## Document extract
[systemd-devel] /etc/machine-id handling in a non-initrd / embedded environment ?!?!

Mantas Mikulėnas grawity at gmail.com
Fri Dec 27 04:04:03 PST 2013


On Fri, Dec 27, 2013 at 12:35 PM, Holger Schurig
<holgerschurig at gmail.com> wrote:
> Hi all,
>
> I'm using systemd for embedded devices. The kernel is compiled for the
> target and I don't need / use an initrd, as all device drivers are
> known beforehand and I like the faster boot speed. That means that /
> is mounted read-only when systemd starts.
>
> However, systemd (and also journald, as it uses machine_id_setup) has
> a handling of /etc/machine-id that doesn't fit here. In effect,
> systemd+journald won't run in a system where root is readonly at boot
> time and where no /run exists because no initrd did run.
>
>
> What happens currently?

## Direction
Reproduce, word for word, the part of the systemd mailing-list message that opens with the words containing "On Fri, Dec" and closes with "when systemd starts.".

## Supplied records
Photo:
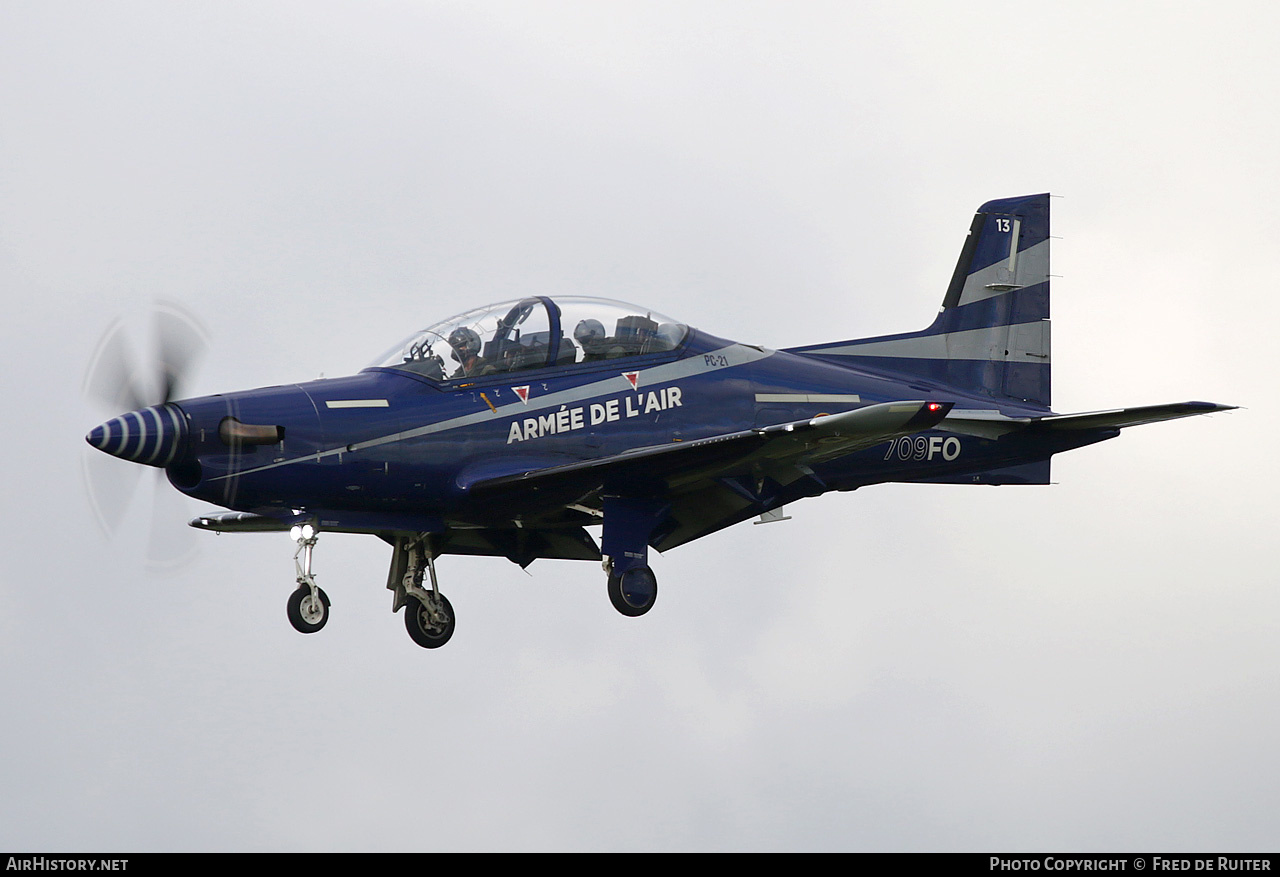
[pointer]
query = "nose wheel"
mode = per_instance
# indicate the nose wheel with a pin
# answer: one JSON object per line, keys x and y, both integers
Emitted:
{"x": 309, "y": 604}
{"x": 309, "y": 612}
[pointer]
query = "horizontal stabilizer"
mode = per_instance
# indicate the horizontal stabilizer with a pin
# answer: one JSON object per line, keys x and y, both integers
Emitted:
{"x": 992, "y": 424}
{"x": 1121, "y": 418}
{"x": 241, "y": 522}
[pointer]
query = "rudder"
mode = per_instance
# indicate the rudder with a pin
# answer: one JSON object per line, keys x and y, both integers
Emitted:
{"x": 992, "y": 334}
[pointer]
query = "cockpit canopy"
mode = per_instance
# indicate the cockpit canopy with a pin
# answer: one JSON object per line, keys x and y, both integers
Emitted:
{"x": 534, "y": 333}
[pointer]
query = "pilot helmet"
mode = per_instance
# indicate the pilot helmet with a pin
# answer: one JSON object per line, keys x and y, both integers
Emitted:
{"x": 465, "y": 342}
{"x": 589, "y": 334}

## Full answer
On Fri, Dec 27, 2013 at 12:35 PM, Holger Schurig
<holgerschurig at gmail.com> wrote:
> Hi all,
>
> I'm using systemd for embedded devices. The kernel is compiled for the
> target and I don't need / use an initrd, as all device drivers are
> known beforehand and I like the faster boot speed. That means that /
> is mounted read-only when systemd starts.